(Position annotation entries)

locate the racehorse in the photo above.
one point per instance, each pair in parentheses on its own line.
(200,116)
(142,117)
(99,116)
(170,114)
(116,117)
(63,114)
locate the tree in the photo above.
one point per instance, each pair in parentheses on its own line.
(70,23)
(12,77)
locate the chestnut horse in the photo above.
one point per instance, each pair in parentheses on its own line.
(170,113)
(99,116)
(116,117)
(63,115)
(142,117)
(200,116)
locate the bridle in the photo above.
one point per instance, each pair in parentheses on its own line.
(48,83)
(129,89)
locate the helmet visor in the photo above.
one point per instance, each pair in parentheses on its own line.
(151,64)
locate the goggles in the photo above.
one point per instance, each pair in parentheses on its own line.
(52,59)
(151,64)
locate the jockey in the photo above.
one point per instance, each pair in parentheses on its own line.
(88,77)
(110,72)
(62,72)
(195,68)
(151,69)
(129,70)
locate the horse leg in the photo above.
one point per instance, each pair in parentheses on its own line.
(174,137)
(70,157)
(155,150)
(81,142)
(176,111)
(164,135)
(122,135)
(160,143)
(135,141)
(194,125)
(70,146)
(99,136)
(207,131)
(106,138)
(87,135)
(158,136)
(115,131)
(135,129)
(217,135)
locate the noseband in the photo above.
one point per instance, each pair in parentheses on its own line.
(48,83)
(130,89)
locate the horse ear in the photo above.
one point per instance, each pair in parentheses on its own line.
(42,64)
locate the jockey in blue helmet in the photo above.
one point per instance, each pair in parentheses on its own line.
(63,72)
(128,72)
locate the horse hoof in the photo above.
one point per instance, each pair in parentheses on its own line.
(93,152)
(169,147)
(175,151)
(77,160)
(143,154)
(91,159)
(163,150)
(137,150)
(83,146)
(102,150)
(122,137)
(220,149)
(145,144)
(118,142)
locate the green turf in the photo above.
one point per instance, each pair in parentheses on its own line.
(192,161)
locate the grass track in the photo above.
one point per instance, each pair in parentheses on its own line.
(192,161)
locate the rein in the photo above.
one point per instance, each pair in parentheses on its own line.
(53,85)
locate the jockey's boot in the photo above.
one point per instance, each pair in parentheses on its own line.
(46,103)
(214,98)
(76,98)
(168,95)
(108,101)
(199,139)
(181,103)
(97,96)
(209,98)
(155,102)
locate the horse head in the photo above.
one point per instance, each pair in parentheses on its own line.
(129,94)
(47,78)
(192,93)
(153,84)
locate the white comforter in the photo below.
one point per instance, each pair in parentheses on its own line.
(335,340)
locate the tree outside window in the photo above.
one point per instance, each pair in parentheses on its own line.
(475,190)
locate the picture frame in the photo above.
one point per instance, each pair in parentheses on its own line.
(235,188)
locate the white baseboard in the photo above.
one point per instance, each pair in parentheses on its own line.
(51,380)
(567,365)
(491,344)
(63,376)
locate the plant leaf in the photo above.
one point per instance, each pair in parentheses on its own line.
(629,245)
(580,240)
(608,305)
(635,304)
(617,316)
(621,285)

Stated goal: Rescale the part of the entries above that opens with the line containing "locate the jockey in blue" and runs through the end of the entries, both ends included, by writing out all of its lines again with the requests unchanged. Multiply every coordinate in the answers by 2.15 and round to whole numbers, with halves rounded up.

Result:
locate the jockey in blue helmet in the photo above.
one point per instance, each pair in parentheses on its own line.
(135,155)
(275,155)
locate the horse hoof in the photo above.
one point per instance, each pair in parentheses on its own line.
(200,327)
(363,316)
(376,325)
(166,344)
(307,331)
(196,342)
(350,323)
(295,323)
(178,314)
(219,323)
(262,295)
(473,320)
(312,310)
(254,305)
locate the green turf in the photo above.
one point per instance, each pair in parentheses on its own line.
(413,346)
locate the grass track in the photo above.
one point per instance, each pair in parentheses on its own line.
(413,346)
locate the rein in the photo above.
one point per instance, each pair in parentheses on its own line.
(114,183)
locate the jockey's boot in the photo above.
one point per instance, each pair in parentheses on its own line.
(99,221)
(460,211)
(163,211)
(361,204)
(232,217)
(428,299)
(389,221)
(209,206)
(449,211)
(333,219)
locate the horse head in the photo above.
one point per instance, each pair in parentheses on its own line.
(277,202)
(101,168)
(413,200)
(329,181)
locate the white comforter in the photo below.
one point per instance, each pair in parentheses on its own line.
(720,731)
locate the tree outside window in the photo above.
one point per instance, each pair in parentheses on its own line.
(1021,409)
locate the picture frame in the photo above.
one point per instance, each pair in parentheses on its own line.
(505,404)
locate the white baseboard in the photo above.
one point per instance, each pair in parentheses on its own line.
(110,817)
(1219,785)
(1056,740)
(135,808)
locate the plant leaf in the photo above.
one point per instance, each pair in parentheses on its own line.
(1352,527)
(1247,516)
(1307,656)
(1365,654)
(1327,679)
(1335,613)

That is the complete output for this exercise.